> [SOURCE TEXT]
********************
Although I agree with you completely, I think the real value is domonstrating to "industries" that we are "willing" to change. My guess is that there are thousands of ideas like reusable grocery bags out there that some guy in the corporate office shot down because he doesn't think people will accept the change. And even while I b$<h about having to pay for the bags, it is one of the most cost effective "green" things I have come across. It seems like everything else that is good for the environment is bad for your wallet.


----------



## velvetfoot (Dec 27, 2008)

It'd be nice if they wouldn't leak.


----------



## Kenny1 (Dec 27, 2008)

Webmaster said:
			
		

> This begs for a repeat of my theory......(well, one of them!)......
> 
> It ain't the bags that present a problem - IT'S THE CHIT YOU PUT IN THEM........



Baby steps, my friend, baby steps.

We have to start somewhere....


----------



## lexybird (Dec 27, 2008)

i think the reusable bags are a really stupid idea ,people get a little carried away with this green" business  and dont look at the facts we arent going to save the world i n this way seems theres just too many bleeding heart tree huggers who drive in limos and blow through wild amounts of energy in their mansions  that think we need to be saved from our evil selves  and degenerate as a society and go backwards


----------



## crazy_dan (Dec 27, 2008)
********************
Records contained in a dataset
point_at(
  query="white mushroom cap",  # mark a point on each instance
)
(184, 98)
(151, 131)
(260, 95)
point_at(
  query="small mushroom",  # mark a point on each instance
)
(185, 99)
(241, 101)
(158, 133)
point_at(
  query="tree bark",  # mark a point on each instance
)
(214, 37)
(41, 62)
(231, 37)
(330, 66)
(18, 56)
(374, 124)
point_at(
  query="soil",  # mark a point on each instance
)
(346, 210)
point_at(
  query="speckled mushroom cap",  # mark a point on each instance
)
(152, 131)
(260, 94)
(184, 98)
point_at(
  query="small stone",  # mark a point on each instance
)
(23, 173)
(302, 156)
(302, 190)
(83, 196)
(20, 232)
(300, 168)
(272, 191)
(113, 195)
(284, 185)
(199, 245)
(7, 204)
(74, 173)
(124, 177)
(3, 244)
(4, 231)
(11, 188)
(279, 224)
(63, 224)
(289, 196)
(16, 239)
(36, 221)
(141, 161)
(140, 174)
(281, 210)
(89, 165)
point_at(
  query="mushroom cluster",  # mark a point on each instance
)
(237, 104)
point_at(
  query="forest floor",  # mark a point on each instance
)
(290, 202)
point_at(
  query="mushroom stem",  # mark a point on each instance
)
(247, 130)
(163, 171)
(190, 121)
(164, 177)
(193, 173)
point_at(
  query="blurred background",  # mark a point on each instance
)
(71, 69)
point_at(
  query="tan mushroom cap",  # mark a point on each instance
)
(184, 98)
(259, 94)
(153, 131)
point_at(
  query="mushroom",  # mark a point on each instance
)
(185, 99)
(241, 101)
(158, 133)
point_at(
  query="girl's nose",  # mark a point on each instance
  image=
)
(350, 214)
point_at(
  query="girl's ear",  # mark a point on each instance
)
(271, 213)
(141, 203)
********************
> [WHAT TO WORK ON]
1. In the forum thread on reusable grocery bags, what does velvetfoot wish the bags wouldn't do?
2. From the reusable grocery bag thread, repeat the passage starting with "## Kenny1 (Dec" and going on through "PUT IN THEM........".
This material was taken from a separate source.

> [ANSWERS GIVEN]
1. Leak.

2.
## Kenny1 (Dec 27, 2008)

Webmaster said:
			
		

> This begs for a repeat of my theory......(well, one of them!)......
> 
> It ain't the bags that present a problem - IT'S THE CHIT YOU PUT IN THEM........